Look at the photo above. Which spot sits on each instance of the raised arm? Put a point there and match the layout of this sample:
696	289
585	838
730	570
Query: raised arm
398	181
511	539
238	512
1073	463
══════════════════════════════
**WORK INSTRUCTION**
Each entry should be reproduced in the output exactly.

**EXPECTED ANSWER**
Look at the photo above. Which spot sits on each instance of the raised arm? Put a point there and match the layout of this sample:
696	289
585	838
730	570
Query: raised arm
398	181
511	539
238	512
1073	463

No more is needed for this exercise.